Vocalization is a prominent social behavior among vertebrates, including in the midshipman fish, an established model for elucidating the neural basis of acoustic communication. Courtship vocalizations produced by territorial males are essential for reproductive success, vary over daily and seasonal cycles, and last up to hours per call. Vocalizations rely upon extreme synchrony and millisecond precision in the firing of a homogeneous population of motoneurons, the vocal motor nucleus (VMN). Although studies have identified neural mechanisms driving rapid, precise, and stable neuronal firing over long periods of calling, little is known about underlying genetic/molecular mechanisms.

⁂

Please answer these from the vocalization passage, one per line:
1. Which fish is named as an established model for studying the neural basis of acoustic communication?
2. How long can a courtship call last?
3. What is the name of the motoneuron population whose firing drives vocalizations?
Use only the vocalization passage to answer.

**Data to examine:**
⁂

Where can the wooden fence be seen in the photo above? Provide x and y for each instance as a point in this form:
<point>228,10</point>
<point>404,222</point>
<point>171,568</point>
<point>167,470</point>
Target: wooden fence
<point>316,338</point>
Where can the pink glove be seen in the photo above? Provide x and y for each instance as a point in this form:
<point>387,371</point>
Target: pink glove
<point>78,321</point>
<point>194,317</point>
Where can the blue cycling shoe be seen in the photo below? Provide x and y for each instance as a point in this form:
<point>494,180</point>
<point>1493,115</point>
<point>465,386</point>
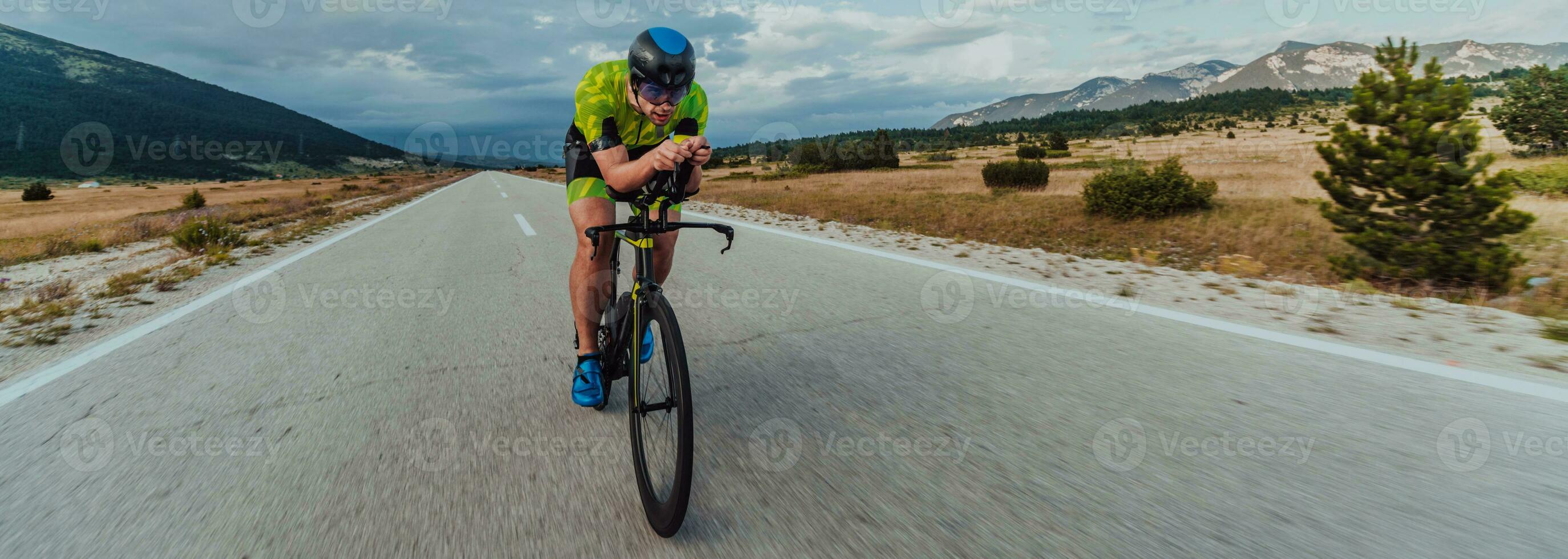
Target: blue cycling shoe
<point>588,384</point>
<point>648,347</point>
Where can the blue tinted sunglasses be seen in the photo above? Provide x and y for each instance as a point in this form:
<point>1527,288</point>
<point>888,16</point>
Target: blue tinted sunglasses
<point>659,96</point>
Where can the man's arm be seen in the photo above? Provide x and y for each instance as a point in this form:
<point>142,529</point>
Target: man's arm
<point>625,176</point>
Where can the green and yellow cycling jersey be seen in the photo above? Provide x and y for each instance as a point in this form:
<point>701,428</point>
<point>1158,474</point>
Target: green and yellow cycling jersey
<point>606,118</point>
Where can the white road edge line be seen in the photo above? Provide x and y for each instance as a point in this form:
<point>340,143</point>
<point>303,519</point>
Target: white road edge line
<point>40,378</point>
<point>1448,371</point>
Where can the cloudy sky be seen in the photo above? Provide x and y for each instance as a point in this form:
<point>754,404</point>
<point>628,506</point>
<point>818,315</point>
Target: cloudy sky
<point>504,71</point>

⁂

**Solution for this problem:**
1. The midshipman fish.
2. Up to hours per call.
3. The vocal motor nucleus (VMN).